• What to do:
1 > Answer the following from the replication message, one line per answer, marked (a), (b) and (c):
(a) Who found the problem?
(b) Which publication option must be true for the child table's data to be copied twice?
(c) What value is inserted into tbl1_part1 on the publisher?
2 > Shorten the paragraph of the replication message that starts "The reason is that the subscriber", keeping its main facts.
3 > Print everything in the replication message from "-- data is copied" down to "was copied twice.".

• Passage shown:
^^^^

Data is copied twice when specifying both child and parent table in publication

From: "houzj(dot)fnst(at)fujitsu(dot)com" <houzj(dot)fnst(at)fujitsu(dot)com>
To: "pgsql-hackers(at)lists(dot)postgresql(dot)org" <pgsql-hackers(at)lists(dot)postgresql(dot)org>
Cc: Greg Nancarrow <gregn4422(at)gmail(dot)com>
Subject: Data is copied twice when specifying both child and parent table in publication
Date: 2021-10-15 11:22:50
Message-ID: OS0PR01MB57167F45D481F78CDC5986F794B99@OS0PR01MB5716.jpnprd01.prod.outlook.com
Views: Raw Message | Whole Thread | Download mbox | Resend email
Thread:
Lists: pgsql-hackers

Hi,

In another logical replication related thread[1], my colleague Greg found that
if publish_via_partition_root is true, then the child table's data will be
copied twice when adding both child and parent table to the publication.

Example:

-----
Pub:
create table tbl1 (a int) partition by range (a);
create table tbl1_part1 partition of tbl1 for values from (1) to (10);
create table tbl1_part2 partition of tbl1 for values from (10) to (20);
create publication pub for table tbl1, tbl1_part1 with (publish_via_partition_root=on);

insert into tbl1_part1 values(1);

Sub:
create table tbl1 (a int) partition by range (a);
create table tbl1_part1 partition of tbl1 for values from (1) to (10);
create table tbl1_part2 partition of tbl1 for values from (10) to (20);
create subscription sub CONNECTION 'dbname=postgres port=10000' publication pub;

-- data is copied twice
select * from tbl1_part1;
a
---
1
1
-----

The reason is that the subscriber will fetch the table list from publisher
using the following sql[2] and the subscriber will execute table
synchronization for each table in the query results in this case. But
tbl1_part1 is a partition of tbl1, so the data of tbl1_part1 was copied twice.

^^^^

• Information supplied:
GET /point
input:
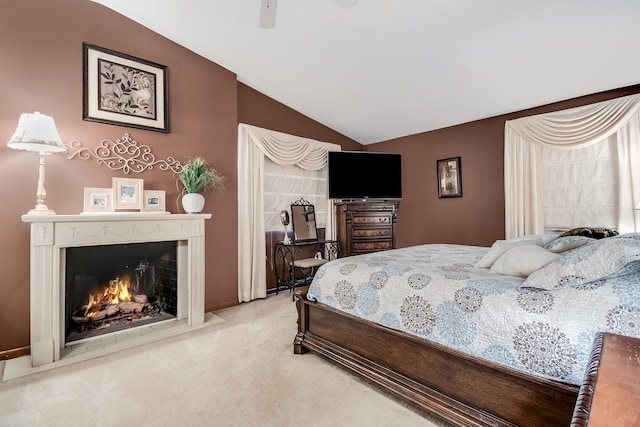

^^^^

• Per-task answers:
1 >
(a) The writer's colleague Greg.
(b) publish_via_partition_root.
(c) 1.

2 > The subscriber fetches the table list from the publisher with a SQL query and synchronizes each table in the results. Because tbl1_part1 is a partition of tbl1, its data was copied twice.

3 >
-- data is copied twice
select * from tbl1_part1;
a
---
1
1
-----

The reason is that the subscriber will fetch the table list from publisher
using the following sql[2] and the subscriber will execute table
synchronization for each table in the query results in this case. But
tbl1_part1 is a partition of tbl1, so the data of tbl1_part1 was copied twice.